--- Entries ---

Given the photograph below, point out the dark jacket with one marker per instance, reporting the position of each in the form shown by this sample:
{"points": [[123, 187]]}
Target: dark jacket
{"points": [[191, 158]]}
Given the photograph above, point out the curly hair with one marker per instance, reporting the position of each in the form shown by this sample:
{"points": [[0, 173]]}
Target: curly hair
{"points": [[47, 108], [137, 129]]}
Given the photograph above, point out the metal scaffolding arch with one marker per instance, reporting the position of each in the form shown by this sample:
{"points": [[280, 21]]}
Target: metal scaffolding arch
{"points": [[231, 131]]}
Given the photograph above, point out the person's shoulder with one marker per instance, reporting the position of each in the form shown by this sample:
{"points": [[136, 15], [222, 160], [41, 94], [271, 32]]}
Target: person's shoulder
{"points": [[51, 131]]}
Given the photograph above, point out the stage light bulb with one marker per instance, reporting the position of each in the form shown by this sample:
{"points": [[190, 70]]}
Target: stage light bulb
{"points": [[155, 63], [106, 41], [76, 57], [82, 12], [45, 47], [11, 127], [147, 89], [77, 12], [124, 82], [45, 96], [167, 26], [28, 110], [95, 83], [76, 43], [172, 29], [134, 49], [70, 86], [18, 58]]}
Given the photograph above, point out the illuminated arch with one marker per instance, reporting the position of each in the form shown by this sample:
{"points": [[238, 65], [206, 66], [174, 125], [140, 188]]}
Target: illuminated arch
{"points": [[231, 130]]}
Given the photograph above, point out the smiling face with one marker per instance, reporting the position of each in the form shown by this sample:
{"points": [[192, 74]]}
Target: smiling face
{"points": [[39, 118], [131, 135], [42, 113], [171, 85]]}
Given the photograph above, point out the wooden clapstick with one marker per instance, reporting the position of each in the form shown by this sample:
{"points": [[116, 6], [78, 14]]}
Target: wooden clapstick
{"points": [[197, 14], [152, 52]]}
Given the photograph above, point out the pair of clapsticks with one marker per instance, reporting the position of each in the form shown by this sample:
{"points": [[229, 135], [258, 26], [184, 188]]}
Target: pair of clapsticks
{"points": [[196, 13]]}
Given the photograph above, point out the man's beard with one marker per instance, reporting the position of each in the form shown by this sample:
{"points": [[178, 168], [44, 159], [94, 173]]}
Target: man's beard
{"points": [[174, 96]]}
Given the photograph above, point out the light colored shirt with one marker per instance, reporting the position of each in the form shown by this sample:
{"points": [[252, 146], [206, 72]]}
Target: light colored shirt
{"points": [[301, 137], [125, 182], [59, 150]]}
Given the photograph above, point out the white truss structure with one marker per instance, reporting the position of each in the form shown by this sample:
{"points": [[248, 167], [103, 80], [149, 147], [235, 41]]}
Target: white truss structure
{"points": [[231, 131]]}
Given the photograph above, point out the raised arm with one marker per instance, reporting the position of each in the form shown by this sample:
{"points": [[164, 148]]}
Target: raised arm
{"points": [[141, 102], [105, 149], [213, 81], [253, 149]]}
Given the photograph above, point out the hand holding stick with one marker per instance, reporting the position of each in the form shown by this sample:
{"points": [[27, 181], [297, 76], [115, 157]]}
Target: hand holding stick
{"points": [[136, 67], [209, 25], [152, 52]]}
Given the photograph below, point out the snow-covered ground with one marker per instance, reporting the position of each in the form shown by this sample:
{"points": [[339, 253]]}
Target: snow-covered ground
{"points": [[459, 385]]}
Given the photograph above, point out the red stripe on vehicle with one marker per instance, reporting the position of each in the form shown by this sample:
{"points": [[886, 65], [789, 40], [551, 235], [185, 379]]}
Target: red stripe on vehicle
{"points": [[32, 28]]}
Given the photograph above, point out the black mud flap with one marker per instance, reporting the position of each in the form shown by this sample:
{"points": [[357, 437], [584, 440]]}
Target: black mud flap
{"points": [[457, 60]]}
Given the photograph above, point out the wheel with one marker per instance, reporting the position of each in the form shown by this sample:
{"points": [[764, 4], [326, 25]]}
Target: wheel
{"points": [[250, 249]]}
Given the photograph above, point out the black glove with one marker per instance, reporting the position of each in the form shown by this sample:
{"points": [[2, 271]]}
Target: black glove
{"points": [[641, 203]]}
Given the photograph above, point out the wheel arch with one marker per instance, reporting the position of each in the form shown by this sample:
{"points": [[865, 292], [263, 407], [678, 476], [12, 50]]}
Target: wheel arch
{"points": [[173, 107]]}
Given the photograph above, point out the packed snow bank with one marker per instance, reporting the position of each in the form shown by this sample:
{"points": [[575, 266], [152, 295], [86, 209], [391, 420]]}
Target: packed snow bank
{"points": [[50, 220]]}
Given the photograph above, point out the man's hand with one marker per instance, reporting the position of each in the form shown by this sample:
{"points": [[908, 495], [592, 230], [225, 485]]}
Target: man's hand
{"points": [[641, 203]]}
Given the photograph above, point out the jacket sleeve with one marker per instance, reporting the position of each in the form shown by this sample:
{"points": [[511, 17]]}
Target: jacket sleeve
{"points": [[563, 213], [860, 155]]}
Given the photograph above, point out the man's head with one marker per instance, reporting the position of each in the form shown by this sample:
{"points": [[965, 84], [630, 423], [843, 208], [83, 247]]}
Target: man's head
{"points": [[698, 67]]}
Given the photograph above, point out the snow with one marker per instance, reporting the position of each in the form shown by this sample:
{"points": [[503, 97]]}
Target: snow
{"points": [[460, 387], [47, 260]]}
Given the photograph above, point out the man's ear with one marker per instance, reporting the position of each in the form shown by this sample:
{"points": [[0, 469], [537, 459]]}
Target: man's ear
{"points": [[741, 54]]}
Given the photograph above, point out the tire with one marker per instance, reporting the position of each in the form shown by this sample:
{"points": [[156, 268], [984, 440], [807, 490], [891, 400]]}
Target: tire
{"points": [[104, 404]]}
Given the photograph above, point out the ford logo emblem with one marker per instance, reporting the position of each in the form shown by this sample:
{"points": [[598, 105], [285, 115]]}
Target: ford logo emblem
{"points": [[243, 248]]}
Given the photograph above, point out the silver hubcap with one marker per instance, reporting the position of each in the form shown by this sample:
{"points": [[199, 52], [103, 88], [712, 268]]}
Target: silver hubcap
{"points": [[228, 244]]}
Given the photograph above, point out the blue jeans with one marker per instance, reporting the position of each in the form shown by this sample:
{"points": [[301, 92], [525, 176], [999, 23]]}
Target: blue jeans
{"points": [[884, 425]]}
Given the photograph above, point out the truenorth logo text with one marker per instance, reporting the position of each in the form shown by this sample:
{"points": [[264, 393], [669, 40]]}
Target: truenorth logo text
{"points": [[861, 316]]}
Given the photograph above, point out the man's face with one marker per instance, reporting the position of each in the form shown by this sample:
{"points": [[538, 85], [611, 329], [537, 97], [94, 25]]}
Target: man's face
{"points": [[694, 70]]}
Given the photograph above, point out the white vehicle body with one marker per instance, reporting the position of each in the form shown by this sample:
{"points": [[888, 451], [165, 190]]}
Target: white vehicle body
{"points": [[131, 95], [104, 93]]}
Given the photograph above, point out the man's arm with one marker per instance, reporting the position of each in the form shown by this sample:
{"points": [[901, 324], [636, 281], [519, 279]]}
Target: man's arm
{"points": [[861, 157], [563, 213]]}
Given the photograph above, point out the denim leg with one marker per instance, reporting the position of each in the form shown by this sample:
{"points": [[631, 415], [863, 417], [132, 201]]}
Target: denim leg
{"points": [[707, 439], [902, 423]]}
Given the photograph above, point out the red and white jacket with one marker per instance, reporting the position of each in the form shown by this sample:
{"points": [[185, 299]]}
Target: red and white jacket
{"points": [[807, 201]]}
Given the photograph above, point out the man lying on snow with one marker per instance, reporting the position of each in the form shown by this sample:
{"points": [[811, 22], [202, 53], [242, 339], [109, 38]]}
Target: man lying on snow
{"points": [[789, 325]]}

---

Rewrite every line of the records above as a numbered list, leaving out any blank lines.

1. Given the photograph below, point out the dark jacket with one marker per instance, reporting the position of each in the form shown by this sample:
2. {"points": [[123, 187]]}
3. Target: dark jacket
4. {"points": [[191, 158]]}
5. Given the photograph above, point out the curly hair with one marker per instance, reporting the position of each in the form shown by this sample:
6. {"points": [[0, 173]]}
7. Target: curly hair
8. {"points": [[47, 108], [137, 129]]}
9. Given the photograph above, point out the metal scaffolding arch with one marker per instance, reporting the position of each in the form shown by this sample:
10. {"points": [[280, 21]]}
11. Target: metal scaffolding arch
12. {"points": [[231, 131]]}
13. Given the photograph above, point out the person's shoulder with one marker per instance, reporting the position of each in the form shown by this sample:
14. {"points": [[136, 15], [222, 160], [41, 94], [271, 32]]}
15. Target: person's shoulder
16. {"points": [[51, 131]]}
17. Given the photograph above, point out the stage light bulb with one marker per instance, reporting the position of each in the form shown by this sample:
18. {"points": [[190, 70]]}
19. Target: stage light bulb
20. {"points": [[155, 63], [106, 41], [76, 57], [82, 12], [45, 47], [11, 127], [147, 89], [77, 12], [124, 82], [45, 96], [167, 26], [28, 110], [95, 83], [76, 43], [172, 29], [134, 49], [70, 86], [18, 58]]}
21. Given the photograph above, point out the illuminated arch with one marker per instance, reporting the position of each in the form shown by this sample:
22. {"points": [[238, 65], [206, 66], [174, 125], [140, 188]]}
23. Target: illuminated arch
24. {"points": [[231, 130]]}
25. Given the photograph above, point out the smiling face with one marker per instance, reporting the position of each in the form shown by this sample:
26. {"points": [[192, 74]]}
27. Target: smiling face
28. {"points": [[39, 118], [131, 135], [42, 113], [171, 85]]}
29. Given the photograph above, point out the wooden clapstick with one marker per instance, reporting the position of each in the form shown by this sample:
30. {"points": [[116, 6], [78, 14]]}
31. Target: wooden clapstick
32. {"points": [[197, 14], [152, 52]]}
33. Given the photograph above, point out the pair of clapsticks with one marker per instance, reporting the position of each in the form shown by this sample:
34. {"points": [[229, 135], [258, 26], [184, 188]]}
35. Target: pair of clapsticks
36. {"points": [[196, 13]]}
37. Given the photograph above, point out the man's beard with one marker per instance, reporting the position of each in the form shown by this sample:
38. {"points": [[178, 168], [44, 159], [94, 173]]}
39. Target: man's beard
40. {"points": [[174, 96]]}
41. Given the photograph above, point out the light colored shirt with one marker per instance, reporting the position of each in the form shown by this sample:
42. {"points": [[252, 146], [206, 72]]}
43. Target: light colored shirt
44. {"points": [[301, 137], [125, 182], [59, 150]]}
45. Given the photograph above, point out the white truss structure with one marker per instance, reporting the position of each in the form shown by this sample:
46. {"points": [[248, 167], [103, 80], [149, 147], [235, 41]]}
47. Target: white truss structure
48. {"points": [[231, 131]]}
49. Given the photograph above, point out the raised arm with one marker per instance, reporting the position of each in the form shown by this sample:
50. {"points": [[164, 148]]}
51. Target: raised arm
52. {"points": [[141, 102], [105, 149], [213, 81], [253, 149]]}
53. Given the photograph above, point out the hand holding stick with one marker per instance, reporting the position of each in the form shown by this sample:
54. {"points": [[27, 181], [297, 76], [115, 157]]}
55. Target: hand holding stick
56. {"points": [[136, 67], [209, 25], [152, 52]]}
57. Given the photograph below, point out the snow-covered ground with one marker per instance, reporting the position of each in the form shown by this sample:
58. {"points": [[339, 253]]}
59. Target: snow-covered ground
60. {"points": [[459, 385]]}
61. Given the photograph above, point out the red stripe on vehicle with one marker per instance, reporting the position of each in the form shown by this sample:
62. {"points": [[886, 65], [789, 40], [551, 235], [185, 379]]}
63. Target: red stripe on vehicle
64. {"points": [[32, 28]]}
65. Given the photograph above, point out the black mud flap with one marker per instance, reporting the position of each in the form shown by this sample:
66. {"points": [[357, 437], [584, 440]]}
67. Target: black mud flap
68. {"points": [[457, 60]]}
69. Given the photograph above, point out the wheel with one marker per instance, reporting the position of each in the form shown by this sample:
70. {"points": [[764, 4], [326, 25]]}
71. Target: wheel
72. {"points": [[250, 249]]}
73. Given the photograph above, point out the black glove with one marker per instance, reporting the position of each in the form shown by this sample:
74. {"points": [[2, 271]]}
75. Target: black glove
76. {"points": [[641, 203]]}
77. Given the photograph above, point out the wheel arch with one marker per instance, reporting the position of each in the form shown by this sample:
78. {"points": [[865, 292], [263, 407], [678, 476], [12, 50]]}
79. Target: wheel arch
80. {"points": [[173, 107]]}
81. Given the photograph above, point out the packed snow bank with one marker per instance, reporting the position of each in the form shown by this sample:
82. {"points": [[575, 266], [152, 295], [86, 209], [391, 420]]}
83. Target: packed snow bank
84. {"points": [[50, 220]]}
85. Given the photograph above, point out the man's hand with one marker per instance, reporting the position of each in the form shown by this sample:
86. {"points": [[908, 495], [592, 230], [225, 485]]}
87. Target: man's hand
88. {"points": [[641, 203]]}
89. Given the photograph above, point out the jacket sleeve with one marker per instance, reporting the position of each in the form shown by this sample:
90. {"points": [[511, 17]]}
91. Target: jacket sleeve
92. {"points": [[563, 213], [860, 155]]}
93. Given the photograph above, point out the man's head with one marker per instance, reporting the position of each in the form shown by this sample:
94. {"points": [[965, 84], [630, 423], [843, 208], [83, 247]]}
95. Target: man's head
96. {"points": [[698, 67]]}
97. Given the photograph above, point out the snow with one marker per instance, reporting the position of each in the form shown by this sample:
98. {"points": [[503, 97]]}
99. Target: snow
100. {"points": [[460, 387], [47, 260]]}
101. Given the photograph above, point out the man's ear with one marker per instance, reporting the position of each in the form shown by this sample:
102. {"points": [[0, 469], [537, 459]]}
103. Target: man's ear
104. {"points": [[741, 54]]}
105. Given the photograph above, point out the tire with one marker per instance, reporting the position of each in the form shown by this sample:
106. {"points": [[156, 268], [984, 440], [807, 490], [891, 400]]}
107. Target: tire
108. {"points": [[104, 404]]}
109. Given the photograph above, point out the ford logo emblem with one marker per instance, reporting the position of each in the form shown by this sample:
110. {"points": [[598, 105], [285, 115]]}
111. Target: ford logo emblem
112. {"points": [[243, 248]]}
113. Given the photograph above, point out the silver hubcap with one marker per instance, reporting the position of each in the form shown by this sample:
114. {"points": [[199, 52], [103, 88], [712, 268]]}
115. Target: silver hubcap
116. {"points": [[228, 244]]}
117. Given the photograph above, point out the blue jeans with one marker per instance, reporting the position of each in the form shown by this sample:
118. {"points": [[301, 92], [525, 176], [999, 23]]}
119. Target: blue jeans
120. {"points": [[884, 425]]}
121. Given the photograph above, point out the truenorth logo text with one marker per instance, reporting the position of each in the form shown by this sample:
122. {"points": [[264, 393], [669, 40]]}
123. Target: truenorth logo text
124. {"points": [[861, 316]]}
125. Given the photograph above, point out the man's face with one marker per instance, reporting the position of each in the form shown by this sample:
126. {"points": [[538, 85], [611, 329], [537, 97], [94, 25]]}
127. Target: man's face
128. {"points": [[694, 70]]}
129. Given the photograph above, point out the white vehicle body with one marker per instance, reporting the position of each in the form shown by this sample:
130. {"points": [[888, 451], [165, 190]]}
131. Target: white vehicle body
132. {"points": [[131, 95], [104, 93]]}
133. Given the photograph above, point out the man's arm with one marker per instance, reporting the position of each in the form shown by this sample:
134. {"points": [[901, 324], [636, 281], [519, 279]]}
135. Target: man's arm
136. {"points": [[861, 157], [563, 213]]}
137. Given the photograph above, point out the denim leg with one marker per instance, reporting the position of each in the form shown by this sample:
138. {"points": [[631, 415], [863, 417], [132, 201]]}
139. Target: denim leg
140. {"points": [[707, 439], [902, 423]]}
141. Given the photograph above, point out the red and white jacket with one marker per instance, reporting the position of each in the form shown by this sample:
142. {"points": [[185, 299]]}
143. Target: red and white jacket
144. {"points": [[807, 201]]}
145. Given the photograph above, point out the man lying on snow with one marker per instance, reporting the position of each in the form shown by this sample:
146. {"points": [[811, 22], [202, 53], [242, 339], [109, 38]]}
147. Target: man lying on snow
148. {"points": [[789, 325]]}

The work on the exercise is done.